*Source passage*
There are two approaches to take when something untoward has happened;

1. Find someone to blame
2. Figure out how to reduce the probability and impact of it happening again

I have never found approach one to be useful.


----------



## glenn forger (30 May 2015)

So, you would describe a drunk-driving collision as an "accident"?


----------



## Lemond (30 May 2015)

glenn forger said:


> Seriously? That's a tad melodramatic, isn't it?



They have a long history of printing lies to demonise cyclists. Wyatt is a good example, the paper eventually printed a correction after Wyatt claimed her mum had been attacked twice by cyclists. The Mail also labeled a cyclist as a hit and runner when no running whatsoever took place. They've done that twice. Simon Hoggart also claimed to have been attacked by a rider but offered zero evidence (he claimed the rider was doing thirty mph). It was the Mail that described a rider killed by a driver on the wrong side of the road as a "novice cyclist" when she was nothing of the kind. It was the Mail that allows comments that describe riders as "vermin" and "parasites" and threaten to deliberately run over cyclists. It was Simon Heffer in the Mail who called for cyclist registration, it was the Mail that chucks a few terrorism terms at those who ride their bikes to work, saying among them are ‘extremists’, ‘hard-line militants’ and ‘fundamentalists’.[/QUOTE]

More hysterical nonsense. Why am I not surprised.


----------



## glenn forger (30 May 2015)

It was of course the Mail that published the James Martin piece about the hilarity to be had by aiming your car at riders to force them off the road:



> Before long, Martin's Wikipedia entry had been hacked, the Daily Mail website had removed the facility to comment on the story so that no one else could call him a moron and cyclists' organisation the CTC had waded in, urging the cyclists terrorised by Martin to contact the organisation's accident line. An inevitable Facebook group was formed, with over 1,000 people signing up to declare I Hate James Martin, and dozens of angry cyclists began to bombard his agent and publisher with emails.

*Data provided*
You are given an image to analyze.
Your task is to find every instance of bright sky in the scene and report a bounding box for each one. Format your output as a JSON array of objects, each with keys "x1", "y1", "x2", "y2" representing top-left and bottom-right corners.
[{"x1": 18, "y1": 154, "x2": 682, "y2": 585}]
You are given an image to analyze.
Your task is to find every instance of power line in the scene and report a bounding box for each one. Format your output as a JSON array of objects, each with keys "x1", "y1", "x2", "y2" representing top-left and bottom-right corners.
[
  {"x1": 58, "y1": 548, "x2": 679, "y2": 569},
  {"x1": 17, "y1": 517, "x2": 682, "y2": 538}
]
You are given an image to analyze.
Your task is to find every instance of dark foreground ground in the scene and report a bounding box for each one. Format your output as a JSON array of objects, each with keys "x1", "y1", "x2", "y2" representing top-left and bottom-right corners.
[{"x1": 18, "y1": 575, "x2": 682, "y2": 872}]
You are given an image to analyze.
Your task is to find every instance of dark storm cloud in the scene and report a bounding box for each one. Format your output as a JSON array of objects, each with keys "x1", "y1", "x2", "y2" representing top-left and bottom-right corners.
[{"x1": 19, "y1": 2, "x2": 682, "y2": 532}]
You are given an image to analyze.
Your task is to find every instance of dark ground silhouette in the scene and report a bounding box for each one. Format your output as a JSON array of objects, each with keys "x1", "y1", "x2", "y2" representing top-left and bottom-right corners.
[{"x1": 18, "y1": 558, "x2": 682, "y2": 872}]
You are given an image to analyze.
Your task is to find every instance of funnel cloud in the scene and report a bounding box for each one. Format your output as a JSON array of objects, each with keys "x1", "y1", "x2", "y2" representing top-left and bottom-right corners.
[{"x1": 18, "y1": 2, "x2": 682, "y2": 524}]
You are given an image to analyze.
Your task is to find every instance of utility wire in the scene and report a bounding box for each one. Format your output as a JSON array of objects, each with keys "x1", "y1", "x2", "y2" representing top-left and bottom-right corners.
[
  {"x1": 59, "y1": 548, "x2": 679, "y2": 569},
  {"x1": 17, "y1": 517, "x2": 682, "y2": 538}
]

*What is asked*
**A.** Please pull out every line of the listing that contains the string "ground" and copy each one in full.
**B.** Resume the forum thread about press coverage of cyclists, starting right after its last sentence.

*Answers given*
**A.**
Your task is to find every instance of dark foreground ground in the scene and report a bounding box for each one. Format your output as a JSON array of objects, each with keys "x1", "y1", "x2", "y2" representing top-left and bottom-right corners.
Your task is to find every instance of dark ground silhouette in the scene and report a bounding box for each one. Format your output as a JSON array of objects, each with keys "x1", "y1", "x2", "y2" representing top-left and bottom-right corners.

**B.**
http://www.theguardian.com/environment/green-living-blog/2009/sep/15/james-martin-cyclists


----------



## Hitchington (30 May 2015)

glenn forger said:


> It was of course the Mail that published the James Martin piece about the hilarity to be had by aiming your car at riders to force them off the road:
> 
> 
> 
> http://www.theguardian.com/environment/green-living-blog/2009/sep/15/james-martin-cyclists


What a dick.


----------



## Pale Rider (30 May 2015)

Hitchington said:


> What a dick.



Spotted dick in his case.


----------



## Thomk (30 May 2015)

Tin Pot said:


> There are two approaches to take when something untoward has happened;
> 
> 1. Find someone to blame
> 2. Figure out how to reduce the probability and impact of it happening again
> ...


You will find that both are addressed in the post you quoted and 1 is simply a method of gathering information to achieve 2.


----------



## PK99 (30 May 2015)

Tin Pot said:


> There are two approaches to take when something untoward has happened;
> 
> 1. Find someone to blame
> 2. Figure out how to reduce the probability and impact of it happening again
> ...



Who was to blame in this case? The cyclist for cycling on the pavement at an unreasonable speed

To reduce repeat probability: said cyclist to ride on road not pavement.


----------



## ufkacbln (30 May 2015)

The more subtle campaign with Martin was with the car company

One of Martin's hobbies was fast cars, and as a result of adverse publicity, Tesla and others refused to allow him vehicles to test drive.


----------



## Tin Pot (30 May 2015)

PK99 said:


> Who was to blame in this case? The cyclist for cycling on the pavement at an unreasonable speed
> 
> To reduce repeat probability: said cyclist to ride on road not pavement.



It really doesn't matter - all you've got to show for it is 23 pages of annoyed people.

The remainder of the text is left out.